> _Problem statement_: Output every line of the items below as a JSON list of strings, one string per line, with blank lines skipped and the pictures left out.

* START Raw data *

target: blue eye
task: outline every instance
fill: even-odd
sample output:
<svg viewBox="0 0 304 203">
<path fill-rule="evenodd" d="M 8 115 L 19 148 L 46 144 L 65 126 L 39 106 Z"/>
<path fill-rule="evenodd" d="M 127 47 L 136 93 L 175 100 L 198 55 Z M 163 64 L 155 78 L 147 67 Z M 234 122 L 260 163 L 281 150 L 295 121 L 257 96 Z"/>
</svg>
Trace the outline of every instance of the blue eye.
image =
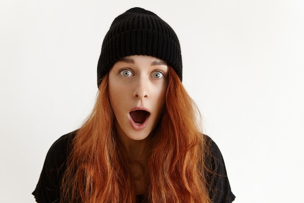
<svg viewBox="0 0 304 203">
<path fill-rule="evenodd" d="M 121 75 L 125 77 L 129 77 L 130 76 L 133 75 L 133 74 L 132 74 L 132 72 L 128 70 L 123 70 L 122 71 L 120 71 L 120 74 Z"/>
<path fill-rule="evenodd" d="M 159 79 L 159 78 L 161 78 L 162 77 L 164 76 L 164 74 L 161 72 L 157 71 L 156 72 L 154 72 L 152 74 L 152 75 L 153 76 L 153 77 L 154 77 L 154 78 Z"/>
</svg>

* END Raw data *

> _Full answer_:
[
  "target: blue eye",
  "task: outline every instance",
  "fill: even-odd",
  "sample output:",
  "<svg viewBox=\"0 0 304 203\">",
  "<path fill-rule=\"evenodd\" d=\"M 8 115 L 19 148 L 46 144 L 65 126 L 39 106 Z\"/>",
  "<path fill-rule=\"evenodd\" d=\"M 127 47 L 136 93 L 175 100 L 198 55 Z M 163 64 L 155 78 L 147 67 Z M 234 122 L 260 163 L 281 150 L 295 121 L 257 96 Z\"/>",
  "</svg>",
  "Trace the outline of every instance of the blue eye.",
  "image =",
  "<svg viewBox=\"0 0 304 203\">",
  "<path fill-rule=\"evenodd\" d=\"M 121 75 L 125 77 L 129 77 L 130 76 L 133 75 L 133 74 L 132 74 L 132 72 L 128 70 L 123 70 L 122 71 L 120 71 L 120 74 Z\"/>",
  "<path fill-rule=\"evenodd\" d=\"M 159 79 L 159 78 L 161 78 L 162 77 L 164 76 L 164 74 L 161 72 L 157 71 L 156 72 L 154 72 L 152 74 L 152 75 L 153 76 L 153 77 L 154 77 L 154 78 Z\"/>",
  "</svg>"
]